Archbishop Eamon Martin of Armagh told our own Brandon Scott that presently the Church just lacks the mechanism for real laity involvement in governance – and that has to change.

“So far we haven’t found, in my view, apart from parish pastoral councils and maybe a diocesan synod even though it’s a very confined and narrow function in canon law, a means or a consultative instrument by which the hierarchy, meaning the Pope and the bishops, can effectively understand and pick up the voice of the faithful with regard to matters of doctrine, faith and morality.

Of course, ‘the laity’ are hardly a homogenous group. But one side effect of elevating the status of the clergy has been to infantilise the laity. I recall one priest telling me it took him two years to convince parishioners they didn’t have to check with him before turning out the lights in the Church hall.

While that elevation of the clergy can come from a worthy sense of the priest as a shepherd, when the relationship breaks down it can be very hard to repair. One place where that seems to be happening now is Poland. Having stolen the Irish crown of being the most Catholic country in Europe, things are changing fast.

A new report by the Polish bishops, summarising the results of consultations with both the leadership and the rank and file of the Polish church, points to a deep division between clergy and laity and an urgent need to rebuild the relationship between the two groups.

□ □ □ □ □ □ □

Task list =>
1. Duplicate the passage on laity involvement in Church governance from "Archbishop Eamon Martin" to "faith and morality.".
2. Summarize the passage on laity involvement in Church governance in two sentences.
3. In the passage on laity involvement in Church governance, how long did it take one priest to convince parishioners they didn't have to check with him before turning out the lights in the Church hall?

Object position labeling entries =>
□ □ □ □ □ □ □

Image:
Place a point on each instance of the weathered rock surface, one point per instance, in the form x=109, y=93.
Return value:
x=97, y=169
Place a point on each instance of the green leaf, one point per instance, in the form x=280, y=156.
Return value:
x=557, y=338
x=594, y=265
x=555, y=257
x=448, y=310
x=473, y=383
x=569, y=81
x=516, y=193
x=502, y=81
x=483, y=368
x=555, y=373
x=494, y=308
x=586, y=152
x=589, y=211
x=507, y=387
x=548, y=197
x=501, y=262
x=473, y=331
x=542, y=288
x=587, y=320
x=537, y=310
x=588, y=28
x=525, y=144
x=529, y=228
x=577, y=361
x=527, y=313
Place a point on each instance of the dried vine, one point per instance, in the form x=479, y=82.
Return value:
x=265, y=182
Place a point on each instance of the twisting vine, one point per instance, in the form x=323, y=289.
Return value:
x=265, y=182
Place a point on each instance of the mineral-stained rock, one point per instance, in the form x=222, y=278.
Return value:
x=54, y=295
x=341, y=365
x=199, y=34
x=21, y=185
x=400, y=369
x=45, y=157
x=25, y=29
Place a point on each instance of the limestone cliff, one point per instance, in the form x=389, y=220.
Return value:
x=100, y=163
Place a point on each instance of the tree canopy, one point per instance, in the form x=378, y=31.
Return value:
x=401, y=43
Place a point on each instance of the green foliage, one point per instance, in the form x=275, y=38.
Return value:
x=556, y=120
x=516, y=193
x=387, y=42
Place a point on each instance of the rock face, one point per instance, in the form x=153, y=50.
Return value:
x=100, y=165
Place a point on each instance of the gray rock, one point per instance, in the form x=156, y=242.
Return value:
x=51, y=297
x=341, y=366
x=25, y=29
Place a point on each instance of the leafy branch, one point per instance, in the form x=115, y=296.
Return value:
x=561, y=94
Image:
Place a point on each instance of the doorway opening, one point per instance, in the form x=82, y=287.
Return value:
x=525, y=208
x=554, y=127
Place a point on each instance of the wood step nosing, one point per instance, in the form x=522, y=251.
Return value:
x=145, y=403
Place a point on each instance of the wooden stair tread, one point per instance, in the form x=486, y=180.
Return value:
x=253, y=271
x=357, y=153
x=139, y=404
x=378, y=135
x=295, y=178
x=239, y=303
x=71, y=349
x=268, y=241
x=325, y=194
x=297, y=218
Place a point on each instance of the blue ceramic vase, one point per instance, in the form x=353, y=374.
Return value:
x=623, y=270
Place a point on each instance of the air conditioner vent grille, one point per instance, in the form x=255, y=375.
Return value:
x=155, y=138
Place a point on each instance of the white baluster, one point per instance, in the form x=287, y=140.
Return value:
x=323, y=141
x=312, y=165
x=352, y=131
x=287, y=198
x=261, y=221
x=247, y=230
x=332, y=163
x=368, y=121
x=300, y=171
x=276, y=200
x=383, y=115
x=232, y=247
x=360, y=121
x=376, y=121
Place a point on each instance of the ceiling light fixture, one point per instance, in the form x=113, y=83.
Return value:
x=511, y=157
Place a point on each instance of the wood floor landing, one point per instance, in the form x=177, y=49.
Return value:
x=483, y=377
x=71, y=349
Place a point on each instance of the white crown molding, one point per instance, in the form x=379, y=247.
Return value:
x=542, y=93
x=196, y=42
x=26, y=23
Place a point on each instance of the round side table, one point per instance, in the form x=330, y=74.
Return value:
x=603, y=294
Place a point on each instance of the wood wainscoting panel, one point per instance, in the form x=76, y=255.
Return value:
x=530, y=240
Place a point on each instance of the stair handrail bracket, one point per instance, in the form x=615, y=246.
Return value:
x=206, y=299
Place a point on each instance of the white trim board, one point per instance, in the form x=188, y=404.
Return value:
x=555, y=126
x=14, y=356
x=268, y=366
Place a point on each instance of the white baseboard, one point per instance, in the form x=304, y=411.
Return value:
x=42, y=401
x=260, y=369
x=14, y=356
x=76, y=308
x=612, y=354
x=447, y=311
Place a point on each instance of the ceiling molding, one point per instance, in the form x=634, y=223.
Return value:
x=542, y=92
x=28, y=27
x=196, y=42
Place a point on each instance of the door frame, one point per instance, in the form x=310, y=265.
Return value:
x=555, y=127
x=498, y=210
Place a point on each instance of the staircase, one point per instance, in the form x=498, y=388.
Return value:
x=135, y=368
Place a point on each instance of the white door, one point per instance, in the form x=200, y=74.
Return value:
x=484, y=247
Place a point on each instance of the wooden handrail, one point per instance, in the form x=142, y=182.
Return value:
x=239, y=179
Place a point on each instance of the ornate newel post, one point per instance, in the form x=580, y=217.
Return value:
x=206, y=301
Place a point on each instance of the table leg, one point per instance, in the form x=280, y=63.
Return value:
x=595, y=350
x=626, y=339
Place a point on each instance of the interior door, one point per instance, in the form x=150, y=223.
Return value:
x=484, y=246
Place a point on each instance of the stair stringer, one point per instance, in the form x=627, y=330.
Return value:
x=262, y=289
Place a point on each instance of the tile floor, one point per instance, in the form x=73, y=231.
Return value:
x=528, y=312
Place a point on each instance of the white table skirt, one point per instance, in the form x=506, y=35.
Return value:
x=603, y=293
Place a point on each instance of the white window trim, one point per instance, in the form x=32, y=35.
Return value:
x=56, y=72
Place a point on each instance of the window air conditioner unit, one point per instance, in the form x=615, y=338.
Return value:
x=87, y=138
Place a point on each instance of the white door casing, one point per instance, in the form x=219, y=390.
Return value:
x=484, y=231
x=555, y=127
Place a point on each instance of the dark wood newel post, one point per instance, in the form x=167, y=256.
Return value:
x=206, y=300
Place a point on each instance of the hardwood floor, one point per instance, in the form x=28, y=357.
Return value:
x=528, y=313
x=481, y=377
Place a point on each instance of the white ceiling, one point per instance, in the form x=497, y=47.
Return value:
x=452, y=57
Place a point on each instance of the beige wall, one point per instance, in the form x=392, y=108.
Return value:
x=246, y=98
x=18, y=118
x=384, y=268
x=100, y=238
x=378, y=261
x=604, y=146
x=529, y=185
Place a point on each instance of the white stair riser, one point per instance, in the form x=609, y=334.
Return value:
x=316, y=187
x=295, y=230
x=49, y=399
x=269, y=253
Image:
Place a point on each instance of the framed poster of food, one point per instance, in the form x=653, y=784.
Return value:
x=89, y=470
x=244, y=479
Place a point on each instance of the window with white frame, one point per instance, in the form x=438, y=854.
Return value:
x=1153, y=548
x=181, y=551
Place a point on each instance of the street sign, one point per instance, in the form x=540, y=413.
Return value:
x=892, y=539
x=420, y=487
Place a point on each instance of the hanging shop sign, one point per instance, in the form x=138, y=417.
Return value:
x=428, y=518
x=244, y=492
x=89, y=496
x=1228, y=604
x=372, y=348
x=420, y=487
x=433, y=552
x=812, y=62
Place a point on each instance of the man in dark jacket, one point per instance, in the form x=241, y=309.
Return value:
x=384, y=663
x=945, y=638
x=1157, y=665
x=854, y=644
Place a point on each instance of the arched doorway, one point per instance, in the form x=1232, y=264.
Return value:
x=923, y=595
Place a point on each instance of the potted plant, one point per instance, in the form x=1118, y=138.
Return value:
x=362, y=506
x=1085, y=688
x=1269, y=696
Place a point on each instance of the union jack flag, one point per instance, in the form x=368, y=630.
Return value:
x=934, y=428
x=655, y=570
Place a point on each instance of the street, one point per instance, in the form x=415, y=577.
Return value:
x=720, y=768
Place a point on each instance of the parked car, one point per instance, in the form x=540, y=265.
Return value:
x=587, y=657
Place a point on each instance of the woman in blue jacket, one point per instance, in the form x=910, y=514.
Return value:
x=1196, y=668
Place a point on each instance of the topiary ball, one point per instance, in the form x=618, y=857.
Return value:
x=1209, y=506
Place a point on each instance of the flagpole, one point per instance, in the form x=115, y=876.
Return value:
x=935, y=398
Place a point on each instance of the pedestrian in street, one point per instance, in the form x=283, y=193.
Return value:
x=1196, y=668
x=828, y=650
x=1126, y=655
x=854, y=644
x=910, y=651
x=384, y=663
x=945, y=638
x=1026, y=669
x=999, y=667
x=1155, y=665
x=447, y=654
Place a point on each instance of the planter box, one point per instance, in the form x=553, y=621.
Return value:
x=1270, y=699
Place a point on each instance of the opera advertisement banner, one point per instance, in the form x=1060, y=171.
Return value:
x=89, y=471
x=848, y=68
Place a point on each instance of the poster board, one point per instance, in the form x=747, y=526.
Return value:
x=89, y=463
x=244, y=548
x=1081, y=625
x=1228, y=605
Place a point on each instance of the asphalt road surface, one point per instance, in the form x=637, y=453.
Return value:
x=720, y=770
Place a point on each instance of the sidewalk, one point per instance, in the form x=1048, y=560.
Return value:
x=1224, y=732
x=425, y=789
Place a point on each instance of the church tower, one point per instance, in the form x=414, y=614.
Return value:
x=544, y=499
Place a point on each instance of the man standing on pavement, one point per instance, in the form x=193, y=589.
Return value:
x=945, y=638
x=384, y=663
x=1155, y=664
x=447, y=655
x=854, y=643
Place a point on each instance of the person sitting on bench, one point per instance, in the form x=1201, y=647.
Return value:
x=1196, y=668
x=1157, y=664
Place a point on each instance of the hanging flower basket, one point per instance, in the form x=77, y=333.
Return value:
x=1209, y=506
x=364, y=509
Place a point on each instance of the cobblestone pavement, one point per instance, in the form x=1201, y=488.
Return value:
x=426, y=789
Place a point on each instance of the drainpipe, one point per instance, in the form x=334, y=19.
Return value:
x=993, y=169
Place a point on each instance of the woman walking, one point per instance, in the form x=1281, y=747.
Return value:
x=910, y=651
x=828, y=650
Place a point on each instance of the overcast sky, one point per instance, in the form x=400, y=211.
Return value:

□ □ □ □ □ □ □

Solutions =>
1.
Archbishop Eamon Martin of Armagh told our own Brandon Scott that presently the Church just lacks the mechanism for real laity involvement in governance – and that has to change.

“So far we haven’t found, in my view, apart from parish pastoral councils and maybe a diocesan synod even though it’s a very confined and narrow function in canon law, a means or a consultative instrument by which the hierarchy, meaning the Pope and the bishops, can effectively understand and pick up the voice of the faithful with regard to matters of doctrine, faith and morality.

2. Archbishop Eamon Martin of Armagh says the Church lacks a real mechanism for laity involvement in governance, apart from parish pastoral councils and perhaps a diocesan synod, and that this has to change. The elevation of the clergy has infantilised the laity, and in Poland a new report by the bishops points to a deep division between clergy and laity and an urgent need to rebuild their relationship.

3. Two years.